• Goal of the exercise: Reproduce the listing word for word. Skip any image.

========================================================================

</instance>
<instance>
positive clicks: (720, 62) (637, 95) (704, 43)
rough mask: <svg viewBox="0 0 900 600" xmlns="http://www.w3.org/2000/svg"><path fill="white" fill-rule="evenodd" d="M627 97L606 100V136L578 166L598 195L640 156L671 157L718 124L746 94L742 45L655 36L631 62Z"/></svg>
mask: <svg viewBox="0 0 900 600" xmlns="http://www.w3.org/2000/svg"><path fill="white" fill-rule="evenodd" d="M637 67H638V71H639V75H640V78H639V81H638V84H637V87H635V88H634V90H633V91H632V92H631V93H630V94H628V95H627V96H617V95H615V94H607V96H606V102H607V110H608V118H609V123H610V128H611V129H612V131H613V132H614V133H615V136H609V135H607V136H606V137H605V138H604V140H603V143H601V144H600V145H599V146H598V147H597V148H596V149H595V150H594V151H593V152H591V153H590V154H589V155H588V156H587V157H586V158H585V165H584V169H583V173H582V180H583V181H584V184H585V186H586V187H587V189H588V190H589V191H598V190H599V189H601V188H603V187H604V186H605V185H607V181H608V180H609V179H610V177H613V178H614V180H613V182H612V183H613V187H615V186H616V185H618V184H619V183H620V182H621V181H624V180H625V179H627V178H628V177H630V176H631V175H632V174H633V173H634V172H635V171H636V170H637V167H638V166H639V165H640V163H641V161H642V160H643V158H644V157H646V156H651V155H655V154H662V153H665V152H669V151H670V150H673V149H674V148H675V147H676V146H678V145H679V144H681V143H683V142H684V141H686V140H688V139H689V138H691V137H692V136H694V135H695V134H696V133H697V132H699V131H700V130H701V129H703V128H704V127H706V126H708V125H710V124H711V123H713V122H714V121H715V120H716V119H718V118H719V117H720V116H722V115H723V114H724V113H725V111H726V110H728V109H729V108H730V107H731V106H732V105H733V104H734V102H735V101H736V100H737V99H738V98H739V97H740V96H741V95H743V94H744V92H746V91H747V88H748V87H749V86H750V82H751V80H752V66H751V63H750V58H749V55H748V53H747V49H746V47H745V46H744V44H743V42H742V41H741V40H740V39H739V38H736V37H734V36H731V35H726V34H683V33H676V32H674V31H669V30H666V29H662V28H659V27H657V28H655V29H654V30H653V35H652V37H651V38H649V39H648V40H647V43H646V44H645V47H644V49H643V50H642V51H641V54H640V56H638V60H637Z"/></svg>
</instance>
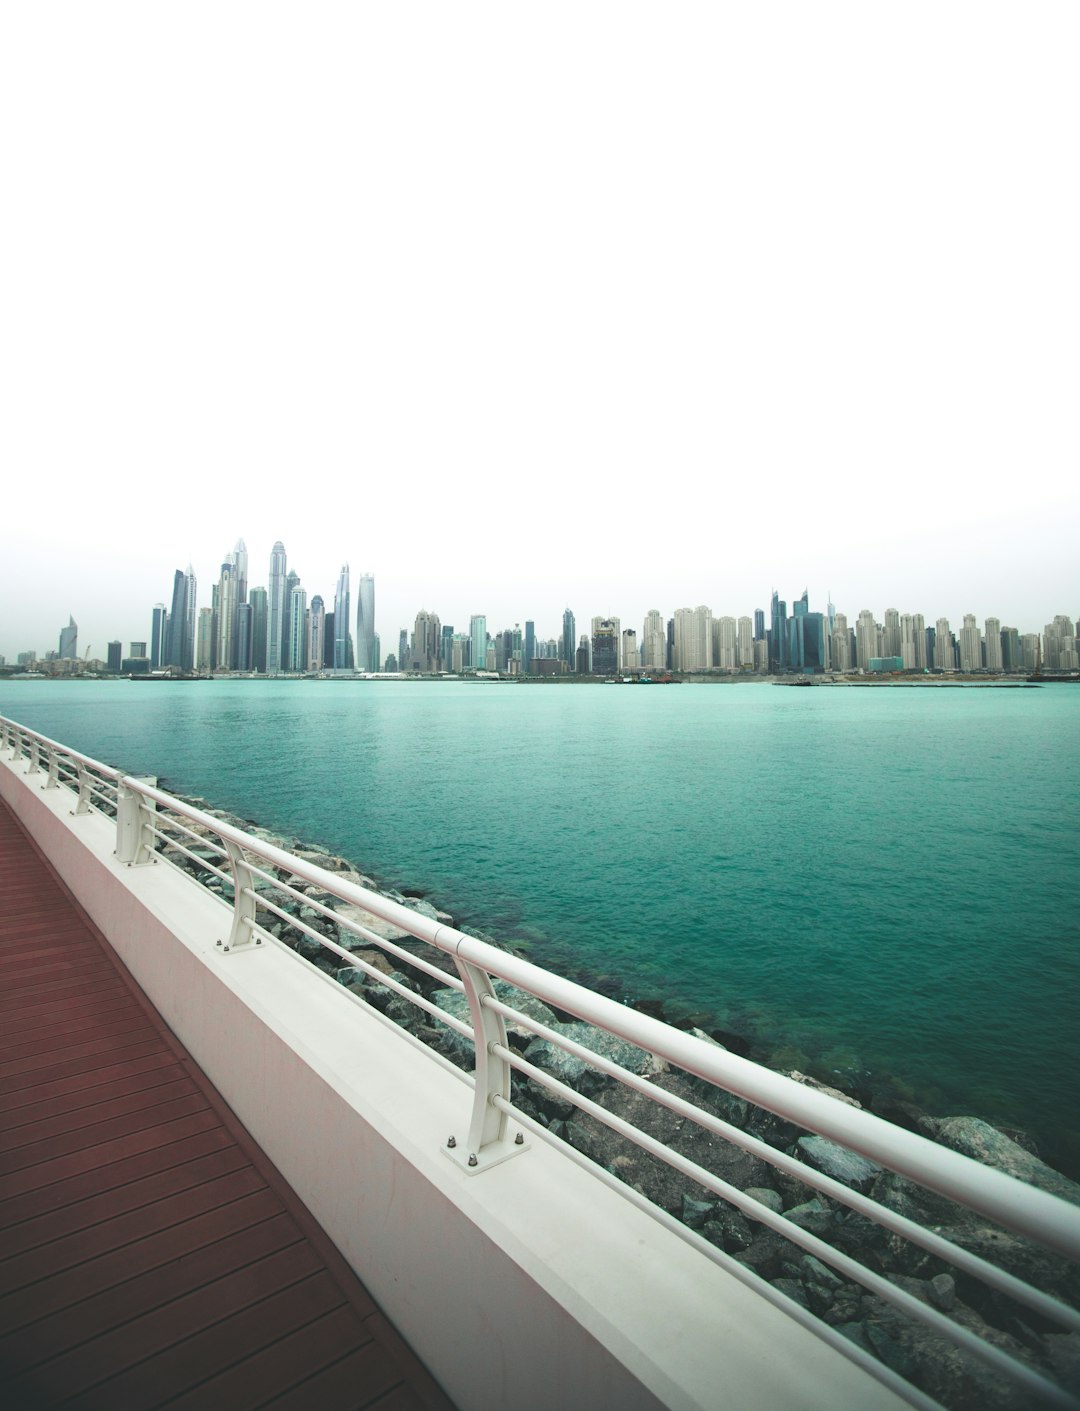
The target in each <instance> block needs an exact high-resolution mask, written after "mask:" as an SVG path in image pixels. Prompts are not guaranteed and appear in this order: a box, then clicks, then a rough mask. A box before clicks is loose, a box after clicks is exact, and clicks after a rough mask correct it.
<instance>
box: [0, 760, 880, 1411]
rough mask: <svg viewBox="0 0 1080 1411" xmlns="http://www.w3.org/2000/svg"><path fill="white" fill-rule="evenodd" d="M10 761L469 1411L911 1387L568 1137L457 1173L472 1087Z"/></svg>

========================================================================

• Response:
</instance>
<instance>
positive clicks: (720, 62) (637, 95) (704, 43)
rough mask: <svg viewBox="0 0 900 600" xmlns="http://www.w3.org/2000/svg"><path fill="white" fill-rule="evenodd" d="M627 97L606 100V136L578 166L598 195L640 156L671 157L718 124L746 94L742 45L655 36L631 62Z"/></svg>
mask: <svg viewBox="0 0 900 600" xmlns="http://www.w3.org/2000/svg"><path fill="white" fill-rule="evenodd" d="M637 67H638V71H639V75H640V78H639V81H638V84H637V87H635V88H634V90H633V91H632V92H631V93H630V94H628V95H627V96H617V95H615V94H607V96H606V102H607V110H608V118H609V123H610V128H611V129H612V131H613V132H614V133H615V136H609V135H607V136H606V137H605V138H604V140H603V143H601V144H600V145H599V146H598V147H597V148H596V149H595V150H594V151H593V152H591V153H590V154H589V155H588V156H587V157H586V158H585V165H584V169H583V173H582V180H583V181H584V184H585V186H586V187H587V189H588V190H589V191H598V190H599V189H601V188H603V187H604V186H605V185H607V181H608V180H609V179H610V177H613V178H614V180H613V182H612V183H613V187H615V186H616V185H618V184H619V183H620V182H621V181H624V180H625V179H627V178H628V177H630V176H631V175H632V174H633V173H634V172H635V171H636V170H637V167H638V166H639V165H640V163H641V161H642V160H643V158H644V157H646V156H651V155H655V154H662V153H665V152H669V151H670V150H673V149H674V148H675V147H676V146H678V145H679V144H681V143H683V142H684V141H686V140H688V139H689V138H691V137H692V136H694V135H695V134H696V133H697V132H699V131H700V130H701V129H703V128H704V127H706V126H708V125H710V124H711V123H713V122H714V121H715V120H716V119H718V118H719V117H720V116H722V115H723V114H724V113H725V111H726V110H728V109H729V108H730V107H731V106H732V105H733V104H734V102H735V101H736V100H737V99H738V98H739V97H740V96H741V95H743V94H744V92H746V91H747V88H748V87H749V86H750V82H751V80H752V66H751V63H750V58H749V55H748V53H747V49H746V47H745V46H744V44H743V42H742V41H741V40H740V39H739V38H736V37H734V36H731V35H726V34H683V33H676V32H674V31H669V30H666V29H662V28H659V27H657V28H655V29H654V30H653V35H652V37H651V38H649V39H648V40H647V43H646V44H645V47H644V49H643V50H642V51H641V54H640V56H638V60H637Z"/></svg>
</instance>
The target in each <instance> block needs an exact high-resolution mask, written after "mask:" as an SVG path in image pixels. Prompts are not guaranteed and appear in this order: a box, then clicks, then a rough mask. A box before clicks is loose, a box after clicks is exact, and clicks after a rough mask correct it.
<instance>
box: [0, 760, 880, 1411]
rough mask: <svg viewBox="0 0 1080 1411" xmlns="http://www.w3.org/2000/svg"><path fill="white" fill-rule="evenodd" d="M10 761L469 1411L911 1387L568 1137L457 1173L472 1087Z"/></svg>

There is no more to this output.